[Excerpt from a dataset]
::::::::::

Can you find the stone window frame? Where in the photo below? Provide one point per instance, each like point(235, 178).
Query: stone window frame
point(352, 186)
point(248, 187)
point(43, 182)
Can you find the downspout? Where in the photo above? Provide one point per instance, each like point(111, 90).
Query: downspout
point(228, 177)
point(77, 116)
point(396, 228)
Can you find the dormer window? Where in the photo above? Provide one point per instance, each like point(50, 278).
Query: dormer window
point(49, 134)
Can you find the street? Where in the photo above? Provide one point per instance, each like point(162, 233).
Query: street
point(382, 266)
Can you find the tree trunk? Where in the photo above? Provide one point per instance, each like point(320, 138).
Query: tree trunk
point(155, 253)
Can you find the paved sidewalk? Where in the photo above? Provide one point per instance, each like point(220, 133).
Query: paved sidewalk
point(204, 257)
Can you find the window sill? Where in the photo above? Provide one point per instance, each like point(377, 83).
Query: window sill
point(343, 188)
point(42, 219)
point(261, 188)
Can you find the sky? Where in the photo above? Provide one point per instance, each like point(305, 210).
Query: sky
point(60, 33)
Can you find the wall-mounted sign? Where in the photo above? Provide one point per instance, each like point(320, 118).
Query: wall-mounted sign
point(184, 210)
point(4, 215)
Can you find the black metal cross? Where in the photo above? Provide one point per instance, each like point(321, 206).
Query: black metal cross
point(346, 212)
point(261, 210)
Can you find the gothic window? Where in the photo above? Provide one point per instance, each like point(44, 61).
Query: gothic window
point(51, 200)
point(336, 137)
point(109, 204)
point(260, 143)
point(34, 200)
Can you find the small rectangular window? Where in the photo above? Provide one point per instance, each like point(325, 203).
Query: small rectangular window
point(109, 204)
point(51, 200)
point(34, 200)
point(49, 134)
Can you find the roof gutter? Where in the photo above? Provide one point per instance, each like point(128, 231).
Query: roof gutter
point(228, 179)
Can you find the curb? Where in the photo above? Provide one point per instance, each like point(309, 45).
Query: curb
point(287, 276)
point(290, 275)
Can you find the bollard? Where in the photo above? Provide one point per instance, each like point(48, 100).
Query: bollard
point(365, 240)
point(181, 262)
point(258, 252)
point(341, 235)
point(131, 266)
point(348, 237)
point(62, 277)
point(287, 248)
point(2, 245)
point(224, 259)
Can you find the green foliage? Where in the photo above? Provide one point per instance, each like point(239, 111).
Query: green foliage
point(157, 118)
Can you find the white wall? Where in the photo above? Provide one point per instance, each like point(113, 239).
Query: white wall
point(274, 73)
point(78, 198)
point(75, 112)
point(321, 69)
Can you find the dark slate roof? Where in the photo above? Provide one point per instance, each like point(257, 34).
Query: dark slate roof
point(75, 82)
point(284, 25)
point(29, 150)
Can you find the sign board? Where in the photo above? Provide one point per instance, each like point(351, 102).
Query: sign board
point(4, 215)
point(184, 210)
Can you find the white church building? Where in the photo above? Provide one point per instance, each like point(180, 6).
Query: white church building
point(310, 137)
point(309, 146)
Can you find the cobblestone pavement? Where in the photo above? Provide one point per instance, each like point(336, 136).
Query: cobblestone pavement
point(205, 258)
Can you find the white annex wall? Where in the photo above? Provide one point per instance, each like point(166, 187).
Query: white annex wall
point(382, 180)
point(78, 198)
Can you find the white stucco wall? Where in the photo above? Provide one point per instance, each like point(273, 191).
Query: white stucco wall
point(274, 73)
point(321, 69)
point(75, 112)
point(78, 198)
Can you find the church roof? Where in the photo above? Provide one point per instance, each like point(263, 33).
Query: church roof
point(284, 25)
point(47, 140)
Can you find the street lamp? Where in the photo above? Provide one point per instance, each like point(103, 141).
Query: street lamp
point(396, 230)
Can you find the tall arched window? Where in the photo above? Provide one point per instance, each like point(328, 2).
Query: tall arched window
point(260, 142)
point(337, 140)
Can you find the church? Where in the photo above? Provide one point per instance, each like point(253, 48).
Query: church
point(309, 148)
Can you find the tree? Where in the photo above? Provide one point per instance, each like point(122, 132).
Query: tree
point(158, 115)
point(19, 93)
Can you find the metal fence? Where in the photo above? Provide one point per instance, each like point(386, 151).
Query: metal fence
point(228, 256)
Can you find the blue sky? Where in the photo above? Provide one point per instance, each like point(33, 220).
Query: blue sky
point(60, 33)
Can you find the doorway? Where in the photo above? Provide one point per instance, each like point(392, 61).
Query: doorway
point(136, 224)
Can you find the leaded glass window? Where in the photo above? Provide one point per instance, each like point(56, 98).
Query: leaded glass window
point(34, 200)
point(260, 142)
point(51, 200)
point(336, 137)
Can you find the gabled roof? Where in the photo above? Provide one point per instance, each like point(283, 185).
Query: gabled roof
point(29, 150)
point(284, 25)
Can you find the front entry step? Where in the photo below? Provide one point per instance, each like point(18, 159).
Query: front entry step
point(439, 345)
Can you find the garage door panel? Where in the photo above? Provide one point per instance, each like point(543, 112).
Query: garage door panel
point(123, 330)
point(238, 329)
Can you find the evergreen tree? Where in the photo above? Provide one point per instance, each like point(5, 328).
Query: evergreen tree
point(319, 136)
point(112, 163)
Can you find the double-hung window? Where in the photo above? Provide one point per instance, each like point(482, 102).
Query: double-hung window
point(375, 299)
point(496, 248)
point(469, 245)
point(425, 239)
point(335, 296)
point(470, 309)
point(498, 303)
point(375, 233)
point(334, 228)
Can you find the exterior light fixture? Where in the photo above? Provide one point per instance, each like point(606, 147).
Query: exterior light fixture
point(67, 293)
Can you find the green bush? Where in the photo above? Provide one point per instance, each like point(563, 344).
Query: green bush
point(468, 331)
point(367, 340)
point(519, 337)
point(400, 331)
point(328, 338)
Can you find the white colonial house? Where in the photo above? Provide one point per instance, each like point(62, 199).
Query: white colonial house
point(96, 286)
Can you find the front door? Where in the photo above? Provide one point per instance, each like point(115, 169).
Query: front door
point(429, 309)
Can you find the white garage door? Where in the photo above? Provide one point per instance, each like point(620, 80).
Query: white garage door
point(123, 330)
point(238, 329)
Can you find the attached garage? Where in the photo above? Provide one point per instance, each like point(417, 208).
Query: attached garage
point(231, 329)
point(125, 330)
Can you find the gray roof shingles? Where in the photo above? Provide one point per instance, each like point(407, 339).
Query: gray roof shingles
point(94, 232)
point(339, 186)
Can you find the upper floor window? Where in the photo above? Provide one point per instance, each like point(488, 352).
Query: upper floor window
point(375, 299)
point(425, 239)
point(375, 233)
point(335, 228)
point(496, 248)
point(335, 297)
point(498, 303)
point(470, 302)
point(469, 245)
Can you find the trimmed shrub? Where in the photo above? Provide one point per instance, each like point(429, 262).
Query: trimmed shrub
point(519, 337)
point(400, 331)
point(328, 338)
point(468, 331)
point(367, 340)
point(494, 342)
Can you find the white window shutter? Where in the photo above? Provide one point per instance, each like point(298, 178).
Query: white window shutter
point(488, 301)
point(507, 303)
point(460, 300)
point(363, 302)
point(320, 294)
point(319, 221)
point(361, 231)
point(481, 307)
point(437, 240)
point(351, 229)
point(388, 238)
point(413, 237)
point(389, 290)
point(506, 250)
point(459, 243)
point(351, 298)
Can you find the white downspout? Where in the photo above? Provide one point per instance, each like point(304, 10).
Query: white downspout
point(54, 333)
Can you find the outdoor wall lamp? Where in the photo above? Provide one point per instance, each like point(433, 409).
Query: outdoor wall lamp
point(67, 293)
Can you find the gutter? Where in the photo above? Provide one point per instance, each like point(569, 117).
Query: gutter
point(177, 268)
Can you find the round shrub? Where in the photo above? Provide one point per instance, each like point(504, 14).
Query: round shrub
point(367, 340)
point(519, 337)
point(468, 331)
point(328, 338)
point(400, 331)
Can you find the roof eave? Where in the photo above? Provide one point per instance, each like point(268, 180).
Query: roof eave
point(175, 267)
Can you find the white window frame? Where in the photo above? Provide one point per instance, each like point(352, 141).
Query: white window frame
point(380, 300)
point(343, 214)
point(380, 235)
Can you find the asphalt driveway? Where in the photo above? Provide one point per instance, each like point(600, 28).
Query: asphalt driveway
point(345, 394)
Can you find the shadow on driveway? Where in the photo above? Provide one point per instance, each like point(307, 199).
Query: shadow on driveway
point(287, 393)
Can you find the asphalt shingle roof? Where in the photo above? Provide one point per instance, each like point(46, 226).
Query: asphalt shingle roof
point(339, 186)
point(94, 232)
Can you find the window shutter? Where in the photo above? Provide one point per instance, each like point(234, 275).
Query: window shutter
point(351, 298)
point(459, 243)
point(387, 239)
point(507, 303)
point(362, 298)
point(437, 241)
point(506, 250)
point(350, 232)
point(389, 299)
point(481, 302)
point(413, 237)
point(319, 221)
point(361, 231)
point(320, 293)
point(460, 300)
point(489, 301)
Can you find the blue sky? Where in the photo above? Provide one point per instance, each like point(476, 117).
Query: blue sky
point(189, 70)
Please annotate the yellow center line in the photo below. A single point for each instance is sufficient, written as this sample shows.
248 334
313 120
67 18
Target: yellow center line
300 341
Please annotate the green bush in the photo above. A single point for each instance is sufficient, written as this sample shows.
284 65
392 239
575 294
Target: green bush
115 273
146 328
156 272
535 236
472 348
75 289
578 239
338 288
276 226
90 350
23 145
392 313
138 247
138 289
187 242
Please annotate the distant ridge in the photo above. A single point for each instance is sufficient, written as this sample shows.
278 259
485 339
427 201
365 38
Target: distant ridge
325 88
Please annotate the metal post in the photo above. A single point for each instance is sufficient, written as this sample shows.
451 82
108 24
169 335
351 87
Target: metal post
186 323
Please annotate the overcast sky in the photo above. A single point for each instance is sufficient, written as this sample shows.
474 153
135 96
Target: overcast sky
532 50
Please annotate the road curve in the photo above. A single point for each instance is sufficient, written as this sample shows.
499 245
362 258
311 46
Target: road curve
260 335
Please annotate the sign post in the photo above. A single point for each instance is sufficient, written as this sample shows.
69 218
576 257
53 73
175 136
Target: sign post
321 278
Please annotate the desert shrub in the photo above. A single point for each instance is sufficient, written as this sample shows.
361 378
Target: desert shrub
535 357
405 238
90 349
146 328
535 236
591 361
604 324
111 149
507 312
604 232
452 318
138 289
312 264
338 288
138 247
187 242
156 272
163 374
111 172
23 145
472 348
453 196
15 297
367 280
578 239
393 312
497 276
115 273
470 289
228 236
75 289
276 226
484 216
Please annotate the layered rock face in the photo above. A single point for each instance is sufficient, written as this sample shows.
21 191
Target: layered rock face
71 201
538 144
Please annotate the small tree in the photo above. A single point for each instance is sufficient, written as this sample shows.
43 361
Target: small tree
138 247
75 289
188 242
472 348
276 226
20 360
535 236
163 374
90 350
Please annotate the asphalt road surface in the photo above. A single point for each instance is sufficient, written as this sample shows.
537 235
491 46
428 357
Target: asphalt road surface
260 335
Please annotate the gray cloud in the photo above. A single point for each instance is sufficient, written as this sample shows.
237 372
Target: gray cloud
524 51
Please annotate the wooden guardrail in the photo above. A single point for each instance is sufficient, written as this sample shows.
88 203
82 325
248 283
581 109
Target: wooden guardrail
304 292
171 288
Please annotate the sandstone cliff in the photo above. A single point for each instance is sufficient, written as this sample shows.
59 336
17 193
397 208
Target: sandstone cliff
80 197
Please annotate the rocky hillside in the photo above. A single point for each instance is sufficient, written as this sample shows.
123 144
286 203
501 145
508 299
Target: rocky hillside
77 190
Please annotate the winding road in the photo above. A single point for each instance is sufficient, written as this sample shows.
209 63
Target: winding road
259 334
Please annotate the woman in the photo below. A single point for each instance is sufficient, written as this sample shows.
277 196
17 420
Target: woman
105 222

::::::::::

* Exercise details:
Write out again the lines between the one holding "Can you find the white church" and the one holding "point(309, 146)", inclusive, requests included. Multiply every point coordinate in the answers by 2.35 and round to whole numbers, halves up, leaving the numbers in the requests unchanged.

* The result:
Can you find the white church building? Where in the photo above? Provide one point per instance, each like point(180, 6).
Query: white church building
point(729, 322)
point(726, 343)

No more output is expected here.